:: Given passage ::
********
The British historian Simon Burrows and his collaborators, most notably Mark Curran, have now undertaken even more extensive research in the STN archives than Darnton, and, in a valuable service to scholarship, one of their projects has been to fashion the data they have gathered into a publicly accessible web site that enables scholars all over the world to see what those documents tell us about the circulation of books in the last few decades of the old regime. In its present form, at least, “The French Book Trade in Enlightenment Europe, 1769-1794,” is less comprehensive than its title suggests: based as it is on the STN’s records, it cannot pretend to tell us everything about the period’s book trade, since it documents only the books printed, purchased and sold by this one firm. The STN was just one of many internationally significant publishing houses in its day. Despite the claim Burrows makes in one of the videos posted on the web site, the STN was not a pre-Internet version of Amazon.com, dominating the market and able to provide readers with virtually every book in print. In fact one of the questions raised in acute form by the web site is how representative the STN’s sales were of the book trade as a whole. Nevertheless, the web site does provide an impressive amount of information that will be of use to scholars with a variety of interests, and, perhaps even more significantly, it should provoke research on questions that may not have been previously considered.
What Burrows and Curran have done is to comb through the STN records to record all the books the firm printed, purchased, and sold. Although, as Burrows explains, there are a few gaps in these records, they are complete enough to give a convincing picture of the STN’s activities. The documents from which the database was generated record some 70,000 transactions involving over 400,000 physical books, representing approximately 4000 different titles, which were sent to 2895 different clients, mostly bookdealers in other parts of Europe. The Burrows team did not content itself simply with documenting these transactions: they have also tried to give a complete bibliographic identification of each book mentioned in the STN records. This has involved not only consulting major library catalogues, but also actually reading, or at least skimming, each title, in order to classify it according to genre and content. Books listed as “prohibited” in Darnton’s The Corpus of Clandestine Literature in France, 1769-1789 (New York: W. W. Norton, 1995) or other sources are identified, making it possible to evaluate the proportion of literature sold by the STN that could be regarded as subversive. In classifying books by genre, Burrows et al. have developed their own categories, but they also show how the books were identified at the time according to the standard categories used by Paris booksellers.
For each title included in the database, the Burrows team provides data showing how many copies the STN acquired, where they got the books (whether from their own presses or from other suppliers), and how many they sold. The sales data is broken down by client and transaction, and the database can be manipulated to show how many copies were sold in any given period or in any given region. Data on distribution can be displayed either in tabular form or on maps, which can be manipulated in various ways: one can, for example, call up a map showing all the copies of a given title sold in France, or one can have that data broken down by province or by city. Conversely, one can enter the name of a town or other geographic unit and obtain a list of all the books sent there, which can then be fine-tuned by time period and in other ways. Thus entering the French city of Dijon into the database shows that the firm never sent more than 100 copies of any book to that city, and that five of the six books that constituted the STN’s biggest sellers there were pamphlets concerning the French minister Necker’s publication of the French royal budget in 1781. Another approach to the database is to look all the books sold by the STN in a particular period. In the year 1771, for example, just ten titles, most of them related to the baron d’Holbach’s Systême de la nature, accounted for 95 per cent of the firm’s sales, whereas in other years, the firm sold a much wider variety of books, including Bibles and other religious titles.
********
:: Supplied data ::

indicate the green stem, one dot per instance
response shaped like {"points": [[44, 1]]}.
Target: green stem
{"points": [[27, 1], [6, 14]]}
********
:: Work to complete ::
(1) List every person named in the passage on the STN book trade database.
(2) In the passage on the STN book trade database, what subject did five of the firm's six biggest sellers in Dijon concern?
The lines aren't needed for anything here.

:: Solutions to each task ::
(1) Simon Burrows, Mark Curran, Darnton, Necker, the baron d'Holbach

(2) They were pamphlets about Necker's publication of the French royal budget in 1781.